How many lines in the items contain the string "rock", matching case exactly? Reply with the number alone.

* begin Supplied material *

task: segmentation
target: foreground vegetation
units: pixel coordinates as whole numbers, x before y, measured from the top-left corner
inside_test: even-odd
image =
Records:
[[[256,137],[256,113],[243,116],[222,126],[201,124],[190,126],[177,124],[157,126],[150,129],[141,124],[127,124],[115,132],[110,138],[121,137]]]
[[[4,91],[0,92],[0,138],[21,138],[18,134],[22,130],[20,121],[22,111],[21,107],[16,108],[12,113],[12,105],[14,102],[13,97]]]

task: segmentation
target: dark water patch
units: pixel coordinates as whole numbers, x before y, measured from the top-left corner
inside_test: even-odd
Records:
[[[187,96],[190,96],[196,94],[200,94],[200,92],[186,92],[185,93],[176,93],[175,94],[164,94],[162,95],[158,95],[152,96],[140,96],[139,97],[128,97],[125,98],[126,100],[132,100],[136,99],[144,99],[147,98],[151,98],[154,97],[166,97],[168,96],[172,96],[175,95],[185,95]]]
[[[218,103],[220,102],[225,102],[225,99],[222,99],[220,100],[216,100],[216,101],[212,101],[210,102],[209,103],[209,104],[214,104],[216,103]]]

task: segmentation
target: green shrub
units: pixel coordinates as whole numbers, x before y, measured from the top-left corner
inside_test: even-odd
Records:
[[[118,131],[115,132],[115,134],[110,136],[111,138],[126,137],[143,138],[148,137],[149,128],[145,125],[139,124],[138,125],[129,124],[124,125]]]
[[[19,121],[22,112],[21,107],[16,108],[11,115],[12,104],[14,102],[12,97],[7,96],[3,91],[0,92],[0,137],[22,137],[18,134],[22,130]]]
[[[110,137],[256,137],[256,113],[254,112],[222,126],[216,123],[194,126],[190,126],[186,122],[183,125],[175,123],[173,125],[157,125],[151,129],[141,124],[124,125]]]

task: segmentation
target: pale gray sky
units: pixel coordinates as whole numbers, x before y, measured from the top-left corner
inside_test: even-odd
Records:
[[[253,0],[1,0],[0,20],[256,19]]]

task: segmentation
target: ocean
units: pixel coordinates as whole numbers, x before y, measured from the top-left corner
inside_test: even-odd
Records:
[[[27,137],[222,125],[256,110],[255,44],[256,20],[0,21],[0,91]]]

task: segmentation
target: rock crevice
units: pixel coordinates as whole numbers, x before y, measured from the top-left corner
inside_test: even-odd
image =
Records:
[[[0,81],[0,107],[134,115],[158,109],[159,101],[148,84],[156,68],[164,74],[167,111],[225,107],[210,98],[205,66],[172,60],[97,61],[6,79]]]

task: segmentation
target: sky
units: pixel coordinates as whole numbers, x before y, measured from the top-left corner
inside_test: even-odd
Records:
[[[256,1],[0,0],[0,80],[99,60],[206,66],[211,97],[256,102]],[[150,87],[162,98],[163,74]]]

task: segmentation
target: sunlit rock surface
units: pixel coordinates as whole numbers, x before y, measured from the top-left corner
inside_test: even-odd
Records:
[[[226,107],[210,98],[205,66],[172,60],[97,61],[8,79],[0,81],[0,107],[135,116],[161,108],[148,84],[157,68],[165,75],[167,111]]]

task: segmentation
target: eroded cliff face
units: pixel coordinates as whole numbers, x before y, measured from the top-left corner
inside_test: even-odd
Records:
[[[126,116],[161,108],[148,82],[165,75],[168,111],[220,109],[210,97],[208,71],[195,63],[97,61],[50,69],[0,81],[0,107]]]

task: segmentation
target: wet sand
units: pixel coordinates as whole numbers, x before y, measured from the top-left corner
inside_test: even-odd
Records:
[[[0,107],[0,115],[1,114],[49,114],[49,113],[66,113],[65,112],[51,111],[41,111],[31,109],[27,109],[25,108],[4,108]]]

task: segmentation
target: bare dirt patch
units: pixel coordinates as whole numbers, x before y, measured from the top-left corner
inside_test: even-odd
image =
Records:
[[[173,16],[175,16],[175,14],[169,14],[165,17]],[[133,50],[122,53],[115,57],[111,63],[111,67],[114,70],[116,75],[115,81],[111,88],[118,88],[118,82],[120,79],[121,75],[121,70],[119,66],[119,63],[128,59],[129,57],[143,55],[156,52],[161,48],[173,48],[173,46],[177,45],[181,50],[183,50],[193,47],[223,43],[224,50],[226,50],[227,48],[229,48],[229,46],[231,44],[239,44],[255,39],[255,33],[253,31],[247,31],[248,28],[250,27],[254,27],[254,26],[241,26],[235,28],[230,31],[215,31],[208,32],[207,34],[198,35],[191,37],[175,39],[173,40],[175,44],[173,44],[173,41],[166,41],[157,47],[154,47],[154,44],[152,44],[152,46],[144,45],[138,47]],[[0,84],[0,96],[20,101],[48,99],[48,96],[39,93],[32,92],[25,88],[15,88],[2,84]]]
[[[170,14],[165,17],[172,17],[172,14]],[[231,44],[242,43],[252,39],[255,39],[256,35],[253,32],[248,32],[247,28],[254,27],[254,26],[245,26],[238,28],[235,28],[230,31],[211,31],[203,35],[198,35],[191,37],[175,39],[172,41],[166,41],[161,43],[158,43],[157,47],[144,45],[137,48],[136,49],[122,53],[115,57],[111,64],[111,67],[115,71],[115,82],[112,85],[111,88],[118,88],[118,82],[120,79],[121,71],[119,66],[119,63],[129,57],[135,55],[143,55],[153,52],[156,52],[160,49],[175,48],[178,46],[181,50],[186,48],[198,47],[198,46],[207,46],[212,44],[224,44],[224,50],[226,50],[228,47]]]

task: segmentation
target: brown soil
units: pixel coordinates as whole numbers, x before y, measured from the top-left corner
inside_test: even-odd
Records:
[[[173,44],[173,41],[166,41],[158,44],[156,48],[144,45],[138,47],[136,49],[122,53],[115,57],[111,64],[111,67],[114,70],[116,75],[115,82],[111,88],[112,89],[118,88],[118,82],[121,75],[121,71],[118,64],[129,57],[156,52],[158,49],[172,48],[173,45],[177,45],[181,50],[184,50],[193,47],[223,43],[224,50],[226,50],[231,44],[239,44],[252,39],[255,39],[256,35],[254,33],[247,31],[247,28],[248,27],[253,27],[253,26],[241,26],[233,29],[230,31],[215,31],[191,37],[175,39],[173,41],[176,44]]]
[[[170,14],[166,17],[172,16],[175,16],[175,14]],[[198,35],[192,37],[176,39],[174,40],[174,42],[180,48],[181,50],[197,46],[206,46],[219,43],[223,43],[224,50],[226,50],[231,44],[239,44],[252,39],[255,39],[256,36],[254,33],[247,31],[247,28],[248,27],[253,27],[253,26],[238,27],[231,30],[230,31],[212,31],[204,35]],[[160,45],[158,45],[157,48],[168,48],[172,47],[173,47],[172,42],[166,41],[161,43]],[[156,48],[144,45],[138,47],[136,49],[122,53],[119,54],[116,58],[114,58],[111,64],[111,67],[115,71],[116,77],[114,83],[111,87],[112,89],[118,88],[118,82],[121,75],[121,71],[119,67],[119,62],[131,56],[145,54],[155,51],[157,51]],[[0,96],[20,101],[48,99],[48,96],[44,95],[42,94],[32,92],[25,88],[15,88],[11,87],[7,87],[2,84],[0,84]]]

* end Supplied material *

**Result for this task**
2